§ Exercise material:
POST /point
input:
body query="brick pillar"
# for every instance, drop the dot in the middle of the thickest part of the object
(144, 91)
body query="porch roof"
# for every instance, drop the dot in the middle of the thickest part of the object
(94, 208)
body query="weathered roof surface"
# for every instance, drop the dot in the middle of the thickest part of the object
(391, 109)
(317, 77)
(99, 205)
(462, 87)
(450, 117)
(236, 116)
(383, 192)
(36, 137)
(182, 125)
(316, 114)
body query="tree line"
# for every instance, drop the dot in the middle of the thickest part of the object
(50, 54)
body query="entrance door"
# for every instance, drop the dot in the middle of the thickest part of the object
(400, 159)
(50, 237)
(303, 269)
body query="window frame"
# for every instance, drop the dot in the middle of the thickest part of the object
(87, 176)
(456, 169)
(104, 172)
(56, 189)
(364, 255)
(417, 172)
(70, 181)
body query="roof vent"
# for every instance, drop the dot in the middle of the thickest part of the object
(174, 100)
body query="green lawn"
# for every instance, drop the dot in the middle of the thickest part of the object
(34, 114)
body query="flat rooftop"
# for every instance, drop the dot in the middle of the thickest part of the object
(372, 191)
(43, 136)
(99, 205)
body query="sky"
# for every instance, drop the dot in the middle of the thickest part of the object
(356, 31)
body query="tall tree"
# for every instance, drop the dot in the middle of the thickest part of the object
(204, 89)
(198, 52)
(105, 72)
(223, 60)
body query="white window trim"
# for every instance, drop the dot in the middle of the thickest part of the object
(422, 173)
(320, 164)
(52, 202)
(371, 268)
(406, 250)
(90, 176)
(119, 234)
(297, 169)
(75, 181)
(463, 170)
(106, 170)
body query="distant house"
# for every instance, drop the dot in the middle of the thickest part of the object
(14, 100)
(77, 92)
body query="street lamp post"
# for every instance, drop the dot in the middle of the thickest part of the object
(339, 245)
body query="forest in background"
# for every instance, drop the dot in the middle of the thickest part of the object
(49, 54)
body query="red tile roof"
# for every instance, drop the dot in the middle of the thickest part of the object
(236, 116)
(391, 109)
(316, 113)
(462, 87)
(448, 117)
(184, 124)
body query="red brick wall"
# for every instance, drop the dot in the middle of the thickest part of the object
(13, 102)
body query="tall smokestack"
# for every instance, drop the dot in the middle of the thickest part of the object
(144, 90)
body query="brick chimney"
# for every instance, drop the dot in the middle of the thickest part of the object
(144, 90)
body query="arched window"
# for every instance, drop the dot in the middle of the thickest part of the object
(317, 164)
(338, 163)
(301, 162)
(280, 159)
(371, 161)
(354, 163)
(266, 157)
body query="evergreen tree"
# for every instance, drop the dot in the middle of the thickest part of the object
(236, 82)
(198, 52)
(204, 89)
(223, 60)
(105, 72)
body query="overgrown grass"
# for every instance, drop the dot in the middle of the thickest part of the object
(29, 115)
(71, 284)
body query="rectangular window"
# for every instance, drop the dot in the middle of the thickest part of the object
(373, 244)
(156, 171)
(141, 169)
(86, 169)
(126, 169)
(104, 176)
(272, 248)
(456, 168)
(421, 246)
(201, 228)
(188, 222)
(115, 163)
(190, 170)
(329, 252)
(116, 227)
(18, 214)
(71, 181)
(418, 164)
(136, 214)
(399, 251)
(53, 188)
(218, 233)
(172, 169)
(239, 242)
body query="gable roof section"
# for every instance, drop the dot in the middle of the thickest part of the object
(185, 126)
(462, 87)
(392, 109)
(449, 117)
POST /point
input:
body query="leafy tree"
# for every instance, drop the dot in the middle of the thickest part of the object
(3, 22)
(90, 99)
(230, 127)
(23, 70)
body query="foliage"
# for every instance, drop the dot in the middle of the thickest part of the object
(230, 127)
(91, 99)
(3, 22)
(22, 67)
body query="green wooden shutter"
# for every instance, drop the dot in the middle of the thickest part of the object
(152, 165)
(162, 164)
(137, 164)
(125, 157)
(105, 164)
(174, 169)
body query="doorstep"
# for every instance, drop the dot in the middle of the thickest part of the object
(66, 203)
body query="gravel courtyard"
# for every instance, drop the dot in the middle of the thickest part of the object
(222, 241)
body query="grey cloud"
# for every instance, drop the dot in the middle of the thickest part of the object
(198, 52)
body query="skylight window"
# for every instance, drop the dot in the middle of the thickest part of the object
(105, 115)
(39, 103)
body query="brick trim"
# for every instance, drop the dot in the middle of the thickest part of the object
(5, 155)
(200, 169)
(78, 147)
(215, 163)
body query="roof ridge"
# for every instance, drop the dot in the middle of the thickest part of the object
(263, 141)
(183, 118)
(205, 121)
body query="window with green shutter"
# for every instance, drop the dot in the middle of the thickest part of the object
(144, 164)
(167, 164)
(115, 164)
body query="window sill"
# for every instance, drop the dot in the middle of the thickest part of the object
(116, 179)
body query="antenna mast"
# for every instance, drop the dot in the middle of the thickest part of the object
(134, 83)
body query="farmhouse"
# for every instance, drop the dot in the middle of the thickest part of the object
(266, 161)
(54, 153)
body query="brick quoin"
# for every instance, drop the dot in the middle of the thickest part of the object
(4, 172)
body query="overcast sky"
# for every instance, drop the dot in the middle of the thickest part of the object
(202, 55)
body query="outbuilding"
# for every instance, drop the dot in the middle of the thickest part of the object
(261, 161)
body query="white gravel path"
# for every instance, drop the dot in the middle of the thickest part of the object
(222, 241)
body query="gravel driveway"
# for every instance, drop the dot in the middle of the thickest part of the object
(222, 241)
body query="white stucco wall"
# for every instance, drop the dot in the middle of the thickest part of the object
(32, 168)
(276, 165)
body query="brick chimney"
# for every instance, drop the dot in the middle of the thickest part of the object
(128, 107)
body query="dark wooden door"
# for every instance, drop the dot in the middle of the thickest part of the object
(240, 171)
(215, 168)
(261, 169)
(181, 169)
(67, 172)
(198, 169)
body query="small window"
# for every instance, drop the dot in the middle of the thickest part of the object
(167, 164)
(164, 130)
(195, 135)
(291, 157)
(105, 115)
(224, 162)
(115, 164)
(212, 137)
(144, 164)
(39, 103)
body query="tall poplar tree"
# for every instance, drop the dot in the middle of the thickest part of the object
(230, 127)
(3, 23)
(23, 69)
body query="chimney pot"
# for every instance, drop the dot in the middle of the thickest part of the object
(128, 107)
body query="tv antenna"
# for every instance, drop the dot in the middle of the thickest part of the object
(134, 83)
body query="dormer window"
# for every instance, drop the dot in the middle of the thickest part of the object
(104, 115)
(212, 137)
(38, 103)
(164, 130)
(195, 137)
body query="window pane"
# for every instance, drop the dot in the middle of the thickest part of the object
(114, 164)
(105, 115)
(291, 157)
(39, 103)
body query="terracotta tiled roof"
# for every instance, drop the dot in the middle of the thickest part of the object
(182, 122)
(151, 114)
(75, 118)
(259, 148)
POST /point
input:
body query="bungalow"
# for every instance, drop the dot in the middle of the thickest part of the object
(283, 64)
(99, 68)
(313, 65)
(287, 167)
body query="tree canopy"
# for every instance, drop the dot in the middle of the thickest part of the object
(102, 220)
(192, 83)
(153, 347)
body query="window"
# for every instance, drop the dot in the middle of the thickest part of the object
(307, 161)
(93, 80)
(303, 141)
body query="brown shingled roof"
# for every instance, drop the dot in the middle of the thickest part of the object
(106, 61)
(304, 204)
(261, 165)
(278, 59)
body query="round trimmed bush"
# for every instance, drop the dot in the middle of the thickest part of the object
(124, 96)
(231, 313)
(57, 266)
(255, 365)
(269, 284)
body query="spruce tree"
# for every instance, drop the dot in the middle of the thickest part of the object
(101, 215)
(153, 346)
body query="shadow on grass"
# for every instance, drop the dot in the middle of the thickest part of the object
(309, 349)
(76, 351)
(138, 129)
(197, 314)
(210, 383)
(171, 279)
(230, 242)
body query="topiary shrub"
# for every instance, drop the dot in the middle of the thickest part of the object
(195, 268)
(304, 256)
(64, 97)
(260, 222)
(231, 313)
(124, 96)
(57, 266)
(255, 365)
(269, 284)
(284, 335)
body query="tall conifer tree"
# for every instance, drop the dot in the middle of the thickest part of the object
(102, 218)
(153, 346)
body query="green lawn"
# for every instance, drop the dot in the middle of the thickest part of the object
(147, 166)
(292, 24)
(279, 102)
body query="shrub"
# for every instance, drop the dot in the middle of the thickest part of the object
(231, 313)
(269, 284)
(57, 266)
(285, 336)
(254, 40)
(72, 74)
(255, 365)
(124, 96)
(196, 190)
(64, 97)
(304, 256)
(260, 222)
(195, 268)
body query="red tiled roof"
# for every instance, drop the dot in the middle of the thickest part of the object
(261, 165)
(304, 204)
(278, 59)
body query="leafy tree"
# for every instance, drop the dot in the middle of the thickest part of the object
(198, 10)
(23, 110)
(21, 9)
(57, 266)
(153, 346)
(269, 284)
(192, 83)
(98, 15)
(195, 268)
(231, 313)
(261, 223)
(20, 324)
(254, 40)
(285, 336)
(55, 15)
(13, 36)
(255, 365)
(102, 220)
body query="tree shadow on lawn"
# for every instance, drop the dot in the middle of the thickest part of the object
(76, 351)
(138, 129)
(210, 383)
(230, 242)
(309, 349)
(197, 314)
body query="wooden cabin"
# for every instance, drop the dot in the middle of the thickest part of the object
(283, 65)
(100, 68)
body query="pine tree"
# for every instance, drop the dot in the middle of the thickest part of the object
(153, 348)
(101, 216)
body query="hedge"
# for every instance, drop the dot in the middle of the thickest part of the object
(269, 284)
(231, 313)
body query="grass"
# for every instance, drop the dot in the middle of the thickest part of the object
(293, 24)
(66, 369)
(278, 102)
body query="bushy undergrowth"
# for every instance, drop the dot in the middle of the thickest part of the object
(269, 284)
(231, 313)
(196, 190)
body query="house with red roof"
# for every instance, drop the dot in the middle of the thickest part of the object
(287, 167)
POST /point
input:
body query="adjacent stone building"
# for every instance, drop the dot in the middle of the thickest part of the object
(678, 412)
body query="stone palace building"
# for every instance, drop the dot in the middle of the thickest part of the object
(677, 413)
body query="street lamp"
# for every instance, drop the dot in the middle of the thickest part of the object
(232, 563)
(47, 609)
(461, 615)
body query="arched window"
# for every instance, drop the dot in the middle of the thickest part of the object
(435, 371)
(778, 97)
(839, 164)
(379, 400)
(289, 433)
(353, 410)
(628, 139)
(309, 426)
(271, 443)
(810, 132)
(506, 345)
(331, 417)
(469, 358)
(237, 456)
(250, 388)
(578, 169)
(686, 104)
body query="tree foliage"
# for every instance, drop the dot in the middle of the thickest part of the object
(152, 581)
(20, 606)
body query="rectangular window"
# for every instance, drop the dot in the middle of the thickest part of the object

§ Required task:
Which lines in the rows above contain the string "gravel"? Gather every one of them and copy each line in full.

§ Exercise result:
body query="gravel courtyard"
body query="white gravel path"
body query="gravel driveway"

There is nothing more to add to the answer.